■ Task requirements ■
- a) Copy word for word the part of the Lake Tanganyika text from "There are two" up to and including "Kigoma and Bujumbura.".
- b) Pick up the Lake Tanganyika text after its last sentence and keep writing it.

■ Document passage ■
____________________

There are two ferries which carry passengers and cargo along the eastern shore of the lake – the MV Liemba between Kigoma and Mpulungu and the MV Mwongozo, which runs between Kigoma and Bujumbura.
The first known Westerners to find the lake were the Great British explorers Richard Burton and John Speke, in 1858. They located it while searching for the source of the Nile River. Speke continued and found the actual source, Lake Victoria.
In 1965 Argentinian revolutionary Che Guevara used the western shores of Lake Tanganika as a training camp for guerrilla forces in the Congo. From his camp, Che and his forces attempted to overthrow the government, but ended up pulling out in less than a year since the National Security Agency (NSA) had been monitoring him the entire time and aided government forces in ambushing his guerrillas.

____________________

■ Supplied entries ■
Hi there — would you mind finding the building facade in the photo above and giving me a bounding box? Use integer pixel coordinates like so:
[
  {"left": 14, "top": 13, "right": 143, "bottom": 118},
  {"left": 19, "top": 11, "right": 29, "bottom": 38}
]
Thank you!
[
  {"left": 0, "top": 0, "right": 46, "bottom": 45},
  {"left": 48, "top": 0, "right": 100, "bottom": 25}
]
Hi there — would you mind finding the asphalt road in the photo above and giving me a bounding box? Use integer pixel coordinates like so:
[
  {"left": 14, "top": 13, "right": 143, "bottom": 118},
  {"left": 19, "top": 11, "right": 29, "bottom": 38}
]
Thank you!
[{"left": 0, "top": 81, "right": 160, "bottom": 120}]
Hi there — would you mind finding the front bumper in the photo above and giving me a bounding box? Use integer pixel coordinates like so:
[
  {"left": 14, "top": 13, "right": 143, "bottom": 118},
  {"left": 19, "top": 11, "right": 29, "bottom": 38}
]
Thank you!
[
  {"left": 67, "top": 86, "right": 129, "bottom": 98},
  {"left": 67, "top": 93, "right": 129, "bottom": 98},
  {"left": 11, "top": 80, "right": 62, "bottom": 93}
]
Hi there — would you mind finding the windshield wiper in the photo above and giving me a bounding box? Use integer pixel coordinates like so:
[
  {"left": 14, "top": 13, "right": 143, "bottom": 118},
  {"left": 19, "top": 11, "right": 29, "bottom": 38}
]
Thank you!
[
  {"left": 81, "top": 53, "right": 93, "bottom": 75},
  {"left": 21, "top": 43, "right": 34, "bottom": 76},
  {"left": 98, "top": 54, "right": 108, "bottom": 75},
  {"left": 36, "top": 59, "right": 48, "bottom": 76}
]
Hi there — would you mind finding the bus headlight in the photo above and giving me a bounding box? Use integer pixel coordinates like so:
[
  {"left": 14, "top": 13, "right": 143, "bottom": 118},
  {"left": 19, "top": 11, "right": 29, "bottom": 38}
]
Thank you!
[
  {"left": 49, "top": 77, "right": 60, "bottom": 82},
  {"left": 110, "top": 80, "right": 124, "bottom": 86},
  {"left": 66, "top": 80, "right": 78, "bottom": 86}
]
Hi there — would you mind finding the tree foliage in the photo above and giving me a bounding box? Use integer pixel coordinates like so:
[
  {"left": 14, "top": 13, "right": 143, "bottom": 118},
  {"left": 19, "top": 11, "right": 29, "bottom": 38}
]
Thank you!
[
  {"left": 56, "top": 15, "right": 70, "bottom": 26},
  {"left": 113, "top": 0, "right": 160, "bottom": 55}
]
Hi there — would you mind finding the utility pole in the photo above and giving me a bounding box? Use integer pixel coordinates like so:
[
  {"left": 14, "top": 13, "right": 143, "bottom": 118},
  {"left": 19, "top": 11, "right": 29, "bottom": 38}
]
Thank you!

____________________

■ Answers to the exercise ■
- a)
There are two ferries which carry passengers and cargo along the eastern shore of the lake – the MV Liemba between Kigoma and Mpulungu and the MV Mwongozo, which runs between Kigoma and Bujumbura.

- b)
Since 2004 the lake has been the focus of a massive Water and Nature Initiative by the IUCN. The project is scheduled to take five years at a total cost of US$ 27 million. The initiative is attempting to monitor the resources and state of the lake, set common criteria for acceptable level of sediments, pollution, and water quality in general, and design and establish a lake basin management authority.
The lake has been identified as a place where man-eating crocodile Gustave has been seen. Gustave has killed many humans over the years, and many scientists are interested in studying him.